Aim of the task: Could you render the material below as a numbered list, starting with the line that contains "Expected content: black backpack." and going on through the line that contains "259 80 268 87", with blank lines left out?
+++ Records +++
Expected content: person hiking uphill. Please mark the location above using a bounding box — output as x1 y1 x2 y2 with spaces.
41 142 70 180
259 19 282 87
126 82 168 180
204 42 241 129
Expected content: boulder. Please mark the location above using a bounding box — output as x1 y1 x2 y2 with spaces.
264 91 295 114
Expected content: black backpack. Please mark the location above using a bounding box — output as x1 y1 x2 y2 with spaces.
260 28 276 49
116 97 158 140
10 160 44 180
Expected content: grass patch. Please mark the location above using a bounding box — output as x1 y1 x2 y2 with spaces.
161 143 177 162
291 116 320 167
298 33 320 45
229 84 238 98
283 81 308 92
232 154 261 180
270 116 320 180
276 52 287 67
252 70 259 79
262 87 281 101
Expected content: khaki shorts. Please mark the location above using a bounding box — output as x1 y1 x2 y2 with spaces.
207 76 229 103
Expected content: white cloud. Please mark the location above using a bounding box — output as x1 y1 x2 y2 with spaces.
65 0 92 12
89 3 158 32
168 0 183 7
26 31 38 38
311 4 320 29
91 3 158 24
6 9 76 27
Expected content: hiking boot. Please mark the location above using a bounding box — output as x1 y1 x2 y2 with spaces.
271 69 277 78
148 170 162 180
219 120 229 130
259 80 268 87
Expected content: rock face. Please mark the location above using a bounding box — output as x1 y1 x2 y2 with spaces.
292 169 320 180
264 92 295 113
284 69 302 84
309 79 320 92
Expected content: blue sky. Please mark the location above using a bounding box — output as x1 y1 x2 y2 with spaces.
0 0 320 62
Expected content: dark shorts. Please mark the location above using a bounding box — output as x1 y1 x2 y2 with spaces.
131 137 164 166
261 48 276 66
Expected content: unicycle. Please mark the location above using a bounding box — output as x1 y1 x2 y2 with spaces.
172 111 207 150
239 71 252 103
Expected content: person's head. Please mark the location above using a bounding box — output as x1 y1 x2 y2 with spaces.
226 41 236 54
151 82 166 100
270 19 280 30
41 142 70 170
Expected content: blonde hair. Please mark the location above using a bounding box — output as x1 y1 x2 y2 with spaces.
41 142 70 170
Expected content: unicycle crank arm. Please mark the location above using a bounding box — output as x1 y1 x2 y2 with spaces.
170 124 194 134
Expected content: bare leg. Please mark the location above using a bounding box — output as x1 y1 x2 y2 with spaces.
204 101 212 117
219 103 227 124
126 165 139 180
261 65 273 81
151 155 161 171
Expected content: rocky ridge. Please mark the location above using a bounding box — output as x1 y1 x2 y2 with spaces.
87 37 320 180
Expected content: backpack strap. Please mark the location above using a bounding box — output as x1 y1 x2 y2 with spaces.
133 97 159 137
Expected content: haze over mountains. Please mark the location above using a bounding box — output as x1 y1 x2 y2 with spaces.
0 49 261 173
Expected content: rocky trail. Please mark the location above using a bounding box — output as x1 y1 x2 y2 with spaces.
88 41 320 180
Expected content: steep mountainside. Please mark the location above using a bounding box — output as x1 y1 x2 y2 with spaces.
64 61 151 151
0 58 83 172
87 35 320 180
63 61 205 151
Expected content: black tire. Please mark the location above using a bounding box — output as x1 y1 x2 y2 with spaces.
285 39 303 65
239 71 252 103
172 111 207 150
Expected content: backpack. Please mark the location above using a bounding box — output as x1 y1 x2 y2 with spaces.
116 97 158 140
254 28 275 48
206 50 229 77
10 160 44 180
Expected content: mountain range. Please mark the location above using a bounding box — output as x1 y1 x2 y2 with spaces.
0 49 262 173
+++
Response to the task:
1. Expected content: black backpack. Please mark the location above using a bounding box — output as x1 y1 x2 y2 with spaces.
2. 260 28 276 49
3. 116 97 158 140
4. 10 160 44 180
5. Expected content: grass patch. Please mark the location above using a bounding box — output as x1 y1 x2 y2 with spaces.
6. 161 143 177 162
7. 291 116 320 167
8. 298 33 320 45
9. 229 84 238 98
10. 283 81 308 92
11. 232 154 261 180
12. 270 116 320 180
13. 276 52 287 67
14. 252 70 259 79
15. 262 87 281 101
16. Expected content: khaki shorts. Please mark the location above using a bounding box — output as x1 y1 x2 y2 with spaces.
17. 207 76 229 103
18. Expected content: white cloud. Please mark the location above using a bounding box — output as x1 y1 x2 y2 with spaces.
19. 65 0 92 12
20. 89 3 158 32
21. 168 0 183 7
22. 26 31 38 38
23. 311 4 320 29
24. 91 3 158 24
25. 6 9 76 27
26. Expected content: hiking boot. Please mark the location above using a bounding box — output as x1 y1 x2 y2 with spaces.
27. 271 69 277 78
28. 148 170 162 180
29. 219 120 229 130
30. 259 80 268 87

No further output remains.